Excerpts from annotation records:
──────────────────────────────
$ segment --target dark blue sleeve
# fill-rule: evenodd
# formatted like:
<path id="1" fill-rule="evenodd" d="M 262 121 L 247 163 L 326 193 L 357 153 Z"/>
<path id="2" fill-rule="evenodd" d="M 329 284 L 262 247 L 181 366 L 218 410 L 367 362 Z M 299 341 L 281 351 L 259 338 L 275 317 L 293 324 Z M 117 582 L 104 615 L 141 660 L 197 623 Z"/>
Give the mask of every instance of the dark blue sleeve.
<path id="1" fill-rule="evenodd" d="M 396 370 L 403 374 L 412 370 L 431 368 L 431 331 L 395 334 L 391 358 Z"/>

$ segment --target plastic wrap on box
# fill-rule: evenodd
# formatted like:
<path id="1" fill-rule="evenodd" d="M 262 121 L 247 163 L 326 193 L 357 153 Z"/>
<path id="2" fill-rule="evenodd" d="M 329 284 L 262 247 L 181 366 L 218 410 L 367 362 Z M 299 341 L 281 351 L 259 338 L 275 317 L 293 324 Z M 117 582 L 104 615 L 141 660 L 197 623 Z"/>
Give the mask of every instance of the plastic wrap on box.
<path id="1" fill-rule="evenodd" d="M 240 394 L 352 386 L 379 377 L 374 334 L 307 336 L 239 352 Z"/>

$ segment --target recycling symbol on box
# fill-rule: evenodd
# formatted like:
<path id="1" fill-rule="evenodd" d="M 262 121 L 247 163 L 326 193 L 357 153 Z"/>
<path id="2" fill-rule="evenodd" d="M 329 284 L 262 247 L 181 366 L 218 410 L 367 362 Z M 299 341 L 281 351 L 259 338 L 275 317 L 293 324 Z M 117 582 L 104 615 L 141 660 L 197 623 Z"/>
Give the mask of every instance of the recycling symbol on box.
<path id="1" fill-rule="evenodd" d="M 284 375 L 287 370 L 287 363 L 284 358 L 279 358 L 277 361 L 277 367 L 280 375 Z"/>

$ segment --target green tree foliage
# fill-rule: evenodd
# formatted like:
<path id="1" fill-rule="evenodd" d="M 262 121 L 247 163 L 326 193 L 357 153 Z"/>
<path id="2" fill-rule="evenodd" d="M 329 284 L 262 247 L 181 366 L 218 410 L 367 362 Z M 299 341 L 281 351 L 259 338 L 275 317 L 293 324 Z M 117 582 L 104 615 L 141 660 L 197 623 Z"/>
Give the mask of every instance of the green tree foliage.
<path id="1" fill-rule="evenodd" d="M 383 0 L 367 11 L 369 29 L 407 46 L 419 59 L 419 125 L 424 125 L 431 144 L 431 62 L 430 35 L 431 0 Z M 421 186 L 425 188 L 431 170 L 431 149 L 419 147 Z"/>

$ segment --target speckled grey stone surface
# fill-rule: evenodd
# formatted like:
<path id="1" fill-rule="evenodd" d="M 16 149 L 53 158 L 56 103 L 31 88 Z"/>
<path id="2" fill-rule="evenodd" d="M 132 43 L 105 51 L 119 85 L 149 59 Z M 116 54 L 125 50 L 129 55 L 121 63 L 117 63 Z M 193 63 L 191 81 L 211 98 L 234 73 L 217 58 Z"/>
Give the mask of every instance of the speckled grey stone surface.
──────────────────────────────
Exercise details
Can you copy all of the data above word for word?

Result
$ segment --target dark blue sleeve
# fill-rule: evenodd
# formatted like:
<path id="1" fill-rule="evenodd" d="M 262 121 L 247 163 L 326 193 L 357 153 Z"/>
<path id="2" fill-rule="evenodd" d="M 329 284 L 262 247 L 181 366 L 218 410 L 367 362 Z M 299 341 L 281 351 L 259 338 L 275 317 L 293 324 Z M 117 582 L 104 615 L 141 660 L 197 623 Z"/>
Give the mask of every instance of the dark blue sleeve.
<path id="1" fill-rule="evenodd" d="M 396 370 L 403 374 L 412 370 L 431 368 L 431 331 L 395 334 L 391 358 Z"/>

$ segment --target plastic wrap on box
# fill-rule: evenodd
# formatted like:
<path id="1" fill-rule="evenodd" d="M 262 121 L 247 163 L 326 193 L 357 153 Z"/>
<path id="2" fill-rule="evenodd" d="M 329 284 L 262 247 L 181 366 L 218 410 L 367 362 Z M 299 341 L 281 351 L 259 338 L 275 317 L 293 324 Z M 117 582 L 104 615 L 141 660 L 197 623 Z"/>
Give the mask of every instance of the plastic wrap on box.
<path id="1" fill-rule="evenodd" d="M 240 394 L 352 386 L 379 377 L 374 334 L 307 336 L 239 352 Z"/>

$ segment --target recycling symbol on box
# fill-rule: evenodd
# formatted like:
<path id="1" fill-rule="evenodd" d="M 262 121 L 247 163 L 326 193 L 357 153 Z"/>
<path id="2" fill-rule="evenodd" d="M 329 284 L 262 247 L 181 366 L 218 410 L 367 362 Z M 299 341 L 281 351 L 259 338 L 275 317 L 293 324 Z M 117 582 L 104 615 L 141 660 L 197 623 Z"/>
Give the mask of every instance of the recycling symbol on box.
<path id="1" fill-rule="evenodd" d="M 284 375 L 287 370 L 287 363 L 284 358 L 279 358 L 277 361 L 277 367 L 280 375 Z"/>

$ segment --target green tree foliage
# fill-rule: evenodd
# formatted like:
<path id="1" fill-rule="evenodd" d="M 262 121 L 247 163 L 326 193 L 357 153 Z"/>
<path id="2" fill-rule="evenodd" d="M 329 284 L 262 247 L 181 366 L 218 410 L 367 362 Z M 299 341 L 281 351 L 259 338 L 275 317 L 293 324 Z M 117 582 L 104 615 L 141 660 L 197 623 Z"/>
Give the mask of every instance of the green tree foliage.
<path id="1" fill-rule="evenodd" d="M 383 0 L 367 11 L 369 29 L 407 46 L 419 59 L 419 125 L 424 125 L 431 144 L 431 62 L 430 35 L 431 0 Z M 421 186 L 425 188 L 431 170 L 431 149 L 419 147 Z"/>

$ segment --target speckled grey stone surface
# fill-rule: evenodd
# formatted like:
<path id="1" fill-rule="evenodd" d="M 16 149 L 53 158 L 56 103 L 31 88 Z"/>
<path id="2" fill-rule="evenodd" d="M 132 43 L 105 51 L 119 85 L 149 59 Z M 116 54 L 125 50 L 129 55 L 121 63 L 117 63 Z M 193 63 L 191 81 L 211 98 L 234 73 L 217 58 Z"/>
Give the mask of every instance of the speckled grey stone surface.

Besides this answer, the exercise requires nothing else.